TEXT EXCERPT →
>> Start

Yo. Just finished my first readthrough of the series, started the audiobooks for my second readthrough. Came up with a bunch of theories, some of which I didn't see discussed anywhere here. The meatiest of them is this:
Demonreach the Island can move, or exists in multiple places in space as well as time. I base this primarily off of the topography and geographical conditions that formed Lake Michigan, what I see as hints from JB, and inferences based on how we know the island's prison works.
Geography:The closest natural "islands" to Chicago are Marina Island in St. Joseph, and Harbor Island in Grand Haven, both all the way over in Michigan 60 miles and more than 200 miles away respectively. On top of that, neither are proper islands on the lakes, they're points where rivers leading into the lake split and pour out into the lake with land in between, formed by rivers, not the glacier action that made the lake itself. Point being that there are just no "out in the lake" islands anywhere near Chicago (I know the text acknowledges this, but when JB ignores a basic physical law of reality such as how islands form, he tends to come up with a way to justify it). This is because the great lakes were formed by glaciers scraping over plains, which doesn't leave much room for big rocky outcrops that would eventually stick up above the lake's water level. The north part of Lake Michigan has plenty of islands, but zero proper natural islands in the south. On top of that, if you look at pictures of islands in the great lakes, especially the lakes in northern lake Michigan, you'll notice that they mostly all have a pretty similar look: low, earthen islands with gently sloping hills, dense tree cover, and they rarely ever reach more than 50 feet above water level. There are no high rocky hills towering over the landscape, that's more of a UK thing, *cough*.
There was a much shorter, easier way, down what looked like a sheer rock wall. It proved to have an ancient narrow gully worn into the stone, almost completely hidden by brush.
This is odd for an island supposedly formed in the great lakes, since the vast majority of them are essentially big piles of silt and dirt deposited on a high spot in the lake bed, not rock outcroppings pushing up.
From turn coat. "Sheer rock" cliff in a region where islands are big silt piles covered in trees.
Hints:"Doomed warrior,"... Excalibur
If we assume the island can appear and disappear or exists in multiple places there is an Island of Apples in British mythology, one explicitly connected to Excalibur and the fae folk. An island to which a warrior who wielded Excalibur was taken away, to be kept on the brink of death, until he returns in their time of greatest need... Thomas? Freezer boy? Morgan? Michael already DID return. I mean seriously, the island were Excalibur is kept is explicitly connected with apples, doomed warriors and fae sorceresses? I felt dumb for not noticing the connection in TC when SG rolled around and JB hit us with a clue bat by sticking Excalibur on the island. Weird how much Harry is starting to parallel IRL Merlin myths, but that's been discussed at length.
As a side note, If Harry ever eats one of those apples and notes it to be oddly bland and bitter, we'll know they're heritage breeds of apples from an older age, before we made the big juicy sweet ones we have now by selectively breeding them over the past millennia or so. Apparently old-school apples were comparatively bitter and dry, which is why they were primarily used as stew vegetables or fermented into cider, rather than being eaten on their own. "Like a somewhat sweet potato".

>> End

PROVIDED INFORMATION →

>> Start

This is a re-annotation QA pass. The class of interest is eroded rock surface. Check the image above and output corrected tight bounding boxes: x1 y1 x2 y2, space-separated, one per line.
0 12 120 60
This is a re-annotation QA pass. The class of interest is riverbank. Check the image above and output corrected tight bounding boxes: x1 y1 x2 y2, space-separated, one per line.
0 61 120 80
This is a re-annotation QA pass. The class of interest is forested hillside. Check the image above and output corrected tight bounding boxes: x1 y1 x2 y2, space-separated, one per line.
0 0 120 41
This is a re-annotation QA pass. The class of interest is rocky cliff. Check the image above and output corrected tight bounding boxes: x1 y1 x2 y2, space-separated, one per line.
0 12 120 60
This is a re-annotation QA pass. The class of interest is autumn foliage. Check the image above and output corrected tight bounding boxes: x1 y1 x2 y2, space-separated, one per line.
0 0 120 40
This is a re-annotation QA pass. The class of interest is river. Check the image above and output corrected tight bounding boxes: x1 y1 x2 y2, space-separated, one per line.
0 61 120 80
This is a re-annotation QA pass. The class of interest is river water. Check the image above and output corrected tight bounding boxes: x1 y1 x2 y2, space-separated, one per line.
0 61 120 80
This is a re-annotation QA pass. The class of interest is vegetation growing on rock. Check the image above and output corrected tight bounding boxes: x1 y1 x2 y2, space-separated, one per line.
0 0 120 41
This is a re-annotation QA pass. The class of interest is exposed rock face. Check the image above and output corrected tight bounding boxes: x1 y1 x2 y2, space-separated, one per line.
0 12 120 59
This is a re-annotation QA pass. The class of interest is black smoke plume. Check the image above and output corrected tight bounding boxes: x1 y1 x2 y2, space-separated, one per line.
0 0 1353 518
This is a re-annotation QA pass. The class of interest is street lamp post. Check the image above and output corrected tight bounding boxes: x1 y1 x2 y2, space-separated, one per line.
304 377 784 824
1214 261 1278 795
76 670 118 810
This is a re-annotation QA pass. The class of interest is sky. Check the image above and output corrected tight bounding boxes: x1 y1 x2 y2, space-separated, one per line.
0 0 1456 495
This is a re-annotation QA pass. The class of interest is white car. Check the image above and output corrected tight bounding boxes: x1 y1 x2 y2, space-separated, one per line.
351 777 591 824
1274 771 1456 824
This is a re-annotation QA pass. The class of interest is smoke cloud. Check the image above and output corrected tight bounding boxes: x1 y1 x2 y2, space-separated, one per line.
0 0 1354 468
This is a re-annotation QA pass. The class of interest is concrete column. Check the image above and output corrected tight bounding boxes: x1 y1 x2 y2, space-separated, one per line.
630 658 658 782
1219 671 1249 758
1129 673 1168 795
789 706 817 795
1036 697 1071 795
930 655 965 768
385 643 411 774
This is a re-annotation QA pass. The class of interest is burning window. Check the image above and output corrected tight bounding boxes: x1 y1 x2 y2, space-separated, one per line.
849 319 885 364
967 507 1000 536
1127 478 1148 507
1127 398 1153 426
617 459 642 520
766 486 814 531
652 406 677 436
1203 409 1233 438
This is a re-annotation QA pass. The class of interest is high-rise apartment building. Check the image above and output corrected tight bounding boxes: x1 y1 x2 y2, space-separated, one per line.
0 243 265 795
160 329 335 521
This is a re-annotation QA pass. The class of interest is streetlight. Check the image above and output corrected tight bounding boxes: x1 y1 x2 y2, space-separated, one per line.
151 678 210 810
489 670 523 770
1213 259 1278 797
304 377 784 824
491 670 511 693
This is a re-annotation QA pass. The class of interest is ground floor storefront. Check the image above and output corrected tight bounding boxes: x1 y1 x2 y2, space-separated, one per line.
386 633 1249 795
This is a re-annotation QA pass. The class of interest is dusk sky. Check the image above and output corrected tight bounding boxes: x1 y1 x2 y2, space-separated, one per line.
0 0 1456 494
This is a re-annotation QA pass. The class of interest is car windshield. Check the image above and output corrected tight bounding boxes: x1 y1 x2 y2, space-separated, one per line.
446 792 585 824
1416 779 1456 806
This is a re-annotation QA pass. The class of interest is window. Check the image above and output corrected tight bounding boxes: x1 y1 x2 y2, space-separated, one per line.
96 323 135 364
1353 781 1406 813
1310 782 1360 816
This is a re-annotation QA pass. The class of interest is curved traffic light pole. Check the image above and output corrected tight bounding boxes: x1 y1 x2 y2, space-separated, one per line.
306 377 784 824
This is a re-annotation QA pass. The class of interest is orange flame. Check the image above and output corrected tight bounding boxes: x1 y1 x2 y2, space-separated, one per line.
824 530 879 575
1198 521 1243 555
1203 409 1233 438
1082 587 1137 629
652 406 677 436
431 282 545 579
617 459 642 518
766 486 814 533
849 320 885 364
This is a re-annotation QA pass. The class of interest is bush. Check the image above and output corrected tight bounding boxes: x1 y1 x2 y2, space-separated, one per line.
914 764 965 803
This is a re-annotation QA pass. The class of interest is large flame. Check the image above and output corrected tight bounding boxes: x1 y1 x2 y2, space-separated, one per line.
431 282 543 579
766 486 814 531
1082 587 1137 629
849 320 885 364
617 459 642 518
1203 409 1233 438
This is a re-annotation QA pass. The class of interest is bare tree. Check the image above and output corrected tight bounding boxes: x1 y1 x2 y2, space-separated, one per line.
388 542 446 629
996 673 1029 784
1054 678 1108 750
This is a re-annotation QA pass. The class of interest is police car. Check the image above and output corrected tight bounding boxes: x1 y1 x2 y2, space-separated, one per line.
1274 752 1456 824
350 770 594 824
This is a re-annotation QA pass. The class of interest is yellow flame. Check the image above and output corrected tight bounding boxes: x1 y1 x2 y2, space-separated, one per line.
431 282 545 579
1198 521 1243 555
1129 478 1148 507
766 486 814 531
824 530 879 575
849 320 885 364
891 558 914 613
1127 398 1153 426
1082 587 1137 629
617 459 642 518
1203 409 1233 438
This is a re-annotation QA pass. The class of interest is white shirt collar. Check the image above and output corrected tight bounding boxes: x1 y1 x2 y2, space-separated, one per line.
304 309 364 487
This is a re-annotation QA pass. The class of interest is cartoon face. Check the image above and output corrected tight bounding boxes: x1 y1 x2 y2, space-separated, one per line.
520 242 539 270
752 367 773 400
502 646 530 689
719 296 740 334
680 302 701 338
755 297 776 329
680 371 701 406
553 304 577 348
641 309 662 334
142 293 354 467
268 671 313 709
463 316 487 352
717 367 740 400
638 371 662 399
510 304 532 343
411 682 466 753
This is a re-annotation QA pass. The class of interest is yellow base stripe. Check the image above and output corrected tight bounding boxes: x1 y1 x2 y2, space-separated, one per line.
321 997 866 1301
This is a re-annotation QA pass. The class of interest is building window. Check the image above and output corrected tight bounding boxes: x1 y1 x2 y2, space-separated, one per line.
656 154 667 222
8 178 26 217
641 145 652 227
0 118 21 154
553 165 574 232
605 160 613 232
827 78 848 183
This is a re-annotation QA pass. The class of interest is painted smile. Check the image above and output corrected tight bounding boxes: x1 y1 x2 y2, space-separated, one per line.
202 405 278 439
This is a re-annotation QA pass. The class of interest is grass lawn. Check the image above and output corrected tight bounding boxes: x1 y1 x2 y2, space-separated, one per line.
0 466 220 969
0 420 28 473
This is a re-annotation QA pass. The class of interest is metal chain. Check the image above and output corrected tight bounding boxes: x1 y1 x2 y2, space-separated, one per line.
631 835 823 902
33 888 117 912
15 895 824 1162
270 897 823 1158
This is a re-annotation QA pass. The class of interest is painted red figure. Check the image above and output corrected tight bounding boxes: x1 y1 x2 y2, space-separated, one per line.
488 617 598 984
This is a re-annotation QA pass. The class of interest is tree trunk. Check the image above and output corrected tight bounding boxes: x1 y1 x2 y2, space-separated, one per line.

>> End

SHORT PROBLEM A → Using the Demonreach post, explain in one to three sentences why there are no natural "out in the lake" islands near Chicago.
SHORT PROBLEM B → Decide whether each statement agrees with the Demonreach post, answering yes or no and quoting the deciding words: (i) Marina Island is more than 200 miles from Chicago. (ii) The north part of Lake Michigan has plenty of islands. (iii) Old-school apples were mainly eaten on their own.
SHORT PROBLEM C → Pick up the Demonreach post after its final sentence and keep writing it.
The items have no connection to the Demonreach post.

RESPONSE A → The Great Lakes were formed by glaciers scraping over plains. That process leaves little room for big rocky outcrops that would eventually stick up above the lake's water level.

RESPONSE B →
(i) No: "Marina Island in St. Joseph, and Harbor Island in Grand Haven, both all the way over in Michigan 60 miles and more than 200 miles away respectively"
(ii) Yes: "The north part of Lake Michigan has plenty of islands"
(iii) No: "which is why they were primarily used as stew vegetables or fermented into cider, rather than being eaten on their own"

RESPONSE C →
So I thought about hornet’s nests, and instantly felt certain that there were thirty-two of them spread around the hundred and fifty or so acres of the island, and that they were especially thick near the grove of apple trees on the island’s northern side.
This is noteworthy because apple trees are not native to North America. Since there was a town there, it's entirely possible the would-be settlers planted a grove, but to me this seems unlikely since the soil on any small islands, and midwestern islands (re: big silt piles miles from a river) in general aren't great for agriculture, so it seems odd to spend the time and labor to plant a whole grove near an island town that would have been a waystation with few if any permeant residents.
There were deer on the island, though God knows how they got there.
I think this might be Jim trying to give a hint that there are more ways than "swim from chicago" to get to the island, whilst kinda showing a lack of knowledge about wildlife. Ungulates being present on islands many miles away from a mainland isn't strange at all. They can and do swim for many, MANY miles. This
could be Harry's lack of knowledge, but since he's the tracker, "knows all the birds' names" Strider type, I'm guessing it's Jim. Overall I'd say it was meant as a hint.
How the island works:To pull all this together, I'd point out the obvious and ridiculous tactical weakness of a static island in lake Michigan: you have to get big beasties from all over the world to a static island in lake Michigan. Even with the reveal in BG that you can work the binding from the shores of the lake, that only takes your local-use-only superweapon to a regional-use-only superweapon. I'm aware of the big summoning circle by the lighthouse, but think of the practicality of using it. We know from the Azothrogal summoning sequence in GP that summoning even a bog-standard demon can be quite a struggle. Yes, harry was a young puppy of a wizard, working with average tools, but I still think that the process of forcing a god or titan to respond to your summons, and then going through the psychic wrestling match of binding it would be too much for any mortal wizard. Demonreach didn't help with the spiritual struggle part of the binding, only with the locking up once Harry had won, so there's no reason to assume he'd help with the summons.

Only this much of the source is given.